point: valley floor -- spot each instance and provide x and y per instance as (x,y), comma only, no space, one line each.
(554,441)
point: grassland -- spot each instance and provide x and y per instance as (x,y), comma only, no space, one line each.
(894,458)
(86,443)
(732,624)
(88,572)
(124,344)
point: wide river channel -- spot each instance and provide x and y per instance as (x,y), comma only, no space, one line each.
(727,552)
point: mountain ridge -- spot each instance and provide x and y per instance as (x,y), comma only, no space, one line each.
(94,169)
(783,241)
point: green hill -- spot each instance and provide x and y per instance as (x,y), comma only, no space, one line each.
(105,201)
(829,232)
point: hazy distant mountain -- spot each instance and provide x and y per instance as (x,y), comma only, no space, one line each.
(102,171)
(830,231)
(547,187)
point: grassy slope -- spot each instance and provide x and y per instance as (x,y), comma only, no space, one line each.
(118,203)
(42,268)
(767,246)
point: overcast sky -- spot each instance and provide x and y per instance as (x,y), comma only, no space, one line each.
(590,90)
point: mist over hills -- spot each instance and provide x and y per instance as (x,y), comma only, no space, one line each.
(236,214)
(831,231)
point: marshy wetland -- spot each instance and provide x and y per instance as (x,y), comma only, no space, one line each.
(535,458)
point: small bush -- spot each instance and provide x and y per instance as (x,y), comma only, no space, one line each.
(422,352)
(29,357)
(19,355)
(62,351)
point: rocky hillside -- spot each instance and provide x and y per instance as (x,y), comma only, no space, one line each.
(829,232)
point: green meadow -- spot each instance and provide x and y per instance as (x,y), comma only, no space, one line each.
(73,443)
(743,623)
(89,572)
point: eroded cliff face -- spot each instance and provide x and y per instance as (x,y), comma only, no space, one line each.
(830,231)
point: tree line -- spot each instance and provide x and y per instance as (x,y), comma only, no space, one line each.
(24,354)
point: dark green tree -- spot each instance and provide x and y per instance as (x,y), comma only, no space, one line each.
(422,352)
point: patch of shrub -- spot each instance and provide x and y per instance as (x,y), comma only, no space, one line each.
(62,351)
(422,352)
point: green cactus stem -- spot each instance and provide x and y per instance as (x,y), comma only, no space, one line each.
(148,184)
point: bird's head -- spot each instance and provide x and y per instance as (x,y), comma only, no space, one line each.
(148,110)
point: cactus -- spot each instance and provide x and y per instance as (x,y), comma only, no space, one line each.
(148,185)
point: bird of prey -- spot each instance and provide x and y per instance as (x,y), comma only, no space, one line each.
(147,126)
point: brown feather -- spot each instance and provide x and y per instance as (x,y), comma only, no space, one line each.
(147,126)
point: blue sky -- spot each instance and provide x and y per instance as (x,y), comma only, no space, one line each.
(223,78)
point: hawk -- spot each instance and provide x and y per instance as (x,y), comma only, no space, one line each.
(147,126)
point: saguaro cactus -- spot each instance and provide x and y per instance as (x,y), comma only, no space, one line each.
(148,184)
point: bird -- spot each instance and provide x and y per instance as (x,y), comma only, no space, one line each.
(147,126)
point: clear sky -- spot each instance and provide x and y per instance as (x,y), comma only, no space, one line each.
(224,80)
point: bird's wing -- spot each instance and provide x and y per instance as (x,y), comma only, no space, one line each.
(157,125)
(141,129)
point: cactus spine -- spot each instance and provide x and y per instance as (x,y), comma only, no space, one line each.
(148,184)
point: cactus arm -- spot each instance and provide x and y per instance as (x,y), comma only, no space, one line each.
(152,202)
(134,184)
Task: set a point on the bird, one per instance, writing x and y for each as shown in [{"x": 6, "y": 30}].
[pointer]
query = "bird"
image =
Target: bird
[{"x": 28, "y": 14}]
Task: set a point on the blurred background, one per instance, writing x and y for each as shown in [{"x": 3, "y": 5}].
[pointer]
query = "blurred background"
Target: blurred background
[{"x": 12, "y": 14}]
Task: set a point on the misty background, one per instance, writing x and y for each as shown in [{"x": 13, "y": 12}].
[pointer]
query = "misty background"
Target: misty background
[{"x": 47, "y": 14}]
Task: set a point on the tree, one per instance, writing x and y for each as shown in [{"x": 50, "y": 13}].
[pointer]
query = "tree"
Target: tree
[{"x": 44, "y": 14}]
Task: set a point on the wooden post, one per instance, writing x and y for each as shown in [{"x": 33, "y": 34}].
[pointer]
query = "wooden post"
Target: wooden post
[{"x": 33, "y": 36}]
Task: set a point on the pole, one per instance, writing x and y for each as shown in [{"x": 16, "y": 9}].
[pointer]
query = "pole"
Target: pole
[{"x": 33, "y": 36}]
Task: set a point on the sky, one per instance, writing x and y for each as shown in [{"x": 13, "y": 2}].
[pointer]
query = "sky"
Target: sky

────────────────

- Instructions to follow -
Repeat every entry exactly, please.

- Reply to the task -
point: valley floor -- spot each instance and provide x and y per instance as (x,y), comma only, no space, one line each.
(554,441)
point: grassland -- spot each instance and provide x and y per instance as (x,y), comma only, no space, one line each.
(894,458)
(86,443)
(732,624)
(88,572)
(124,344)
point: wide river channel -- spot each instance and provide x and y per instance as (x,y), comma only, no space, one line each.
(727,552)
point: mountain ridge -- spot each instance and provide x and y per instance as (x,y), comma only, no space, one line each.
(94,169)
(783,241)
point: green hill -- spot each instance and provide x and y per instance as (x,y), comma only, no space, one line each.
(105,201)
(829,232)
point: hazy distant mountain -- spot each instance and provide x and y per instance as (x,y), comma only, no space, one line each.
(102,171)
(830,231)
(547,187)
point: grassy slope -- spot each instance and provide x and y per instance as (x,y), comma only, no space, one line each.
(118,203)
(42,268)
(767,246)
point: overcast sky -- spot each instance and provide x and y per instance as (x,y), comma only, no space, one line each.
(590,90)
point: mist over hills -- spot each instance and provide x and y per instance as (x,y), comma only, no space, one line each.
(236,214)
(831,231)
point: marshy wetland -- spot each instance and provide x and y per instance as (x,y), comma only, no space, one line each.
(535,458)
point: small bush -- spot each instance and provide x and y per instance as (x,y), comma only, no space, one line each.
(422,352)
(29,357)
(19,355)
(62,351)
point: rocky hillside -- spot each instance and provide x and y per instance as (x,y), comma only, no space, one line each.
(829,232)
point: green meadow -- spot each instance and provide x and y per instance as (x,y), comma only, no space, one line each.
(73,443)
(743,623)
(89,572)
point: eroded cliff face -- spot each instance and provide x and y per instance as (x,y), comma only, no space, one line each.
(830,231)
point: tree line -- spot each instance and provide x and y per instance as (x,y), comma only, no space, one line each.
(24,354)
point: dark green tree -- spot each instance and provide x and y per instance as (x,y), comma only, no space, one line each.
(422,352)
point: patch of shrub -- spot each instance and provide x and y per instance as (x,y), comma only, no space, one line each.
(62,351)
(422,352)
point: green cactus stem -- spot each instance and provide x and y per instance as (x,y), comma only, no space, one line each.
(148,184)
point: bird's head -- spot each instance and provide x and y per instance as (x,y), comma only, no space, one line each.
(148,110)
point: cactus -- spot each instance and provide x and y per instance as (x,y), comma only, no space, one line each.
(148,185)
point: bird of prey -- spot each instance and provide x and y per instance as (x,y), comma only, no space, one line each.
(147,126)
point: brown feather -- spot each instance and provide x and y per instance as (x,y), comma only, no space, one line each.
(147,126)
point: blue sky -- spot each instance and provide x and y per instance as (x,y), comma only, no space, one line each.
(223,78)
point: hawk -- spot each instance and provide x and y per instance as (x,y), comma only, no space, one line each.
(147,126)
point: saguaro cactus -- spot each instance and provide x and y per instance as (x,y), comma only, no space, one line each.
(148,184)
point: bird -- spot each instance and provide x and y per instance as (x,y), comma only, no space, one line each.
(147,126)
point: clear sky -- spot each instance and provide x and y per instance as (x,y), comma only, no space, one line each.
(224,80)
point: bird's wing -- spot each instance and provide x and y per instance as (x,y), comma only, no space, one line each.
(157,125)
(141,129)
point: cactus spine -- spot each instance and provide x and y per instance as (x,y), comma only, no space, one line each.
(148,184)
point: cactus arm -- spot each instance and provide x and y per instance as (x,y), comma only, no space, one line each.
(152,202)
(134,184)
Task: set a point on the bird, one per instance, writing x and y for each as shown in [{"x": 6, "y": 30}].
[pointer]
query = "bird"
image =
Target: bird
[{"x": 28, "y": 14}]
Task: set a point on the blurred background, one per instance, writing x and y for each as shown in [{"x": 3, "y": 5}].
[pointer]
query = "blurred background"
Target: blurred background
[{"x": 12, "y": 14}]
Task: set a point on the misty background, one per instance, writing x and y for each as shown in [{"x": 13, "y": 12}].
[pointer]
query = "misty background"
Target: misty background
[{"x": 47, "y": 14}]
Task: set a point on the tree, one per instance, writing x and y for each as shown in [{"x": 50, "y": 13}].
[pointer]
query = "tree"
Target: tree
[{"x": 44, "y": 14}]
Task: set a point on the wooden post, one per instance, writing x and y for each as shown in [{"x": 33, "y": 34}].
[pointer]
query = "wooden post"
Target: wooden post
[{"x": 33, "y": 36}]
Task: set a point on the pole, one per instance, writing x and y for each as shown in [{"x": 16, "y": 9}].
[pointer]
query = "pole"
Target: pole
[{"x": 33, "y": 36}]
Task: set a point on the sky, one per instance, writing x and y for each as shown in [{"x": 13, "y": 2}].
[pointer]
query = "sky"
Target: sky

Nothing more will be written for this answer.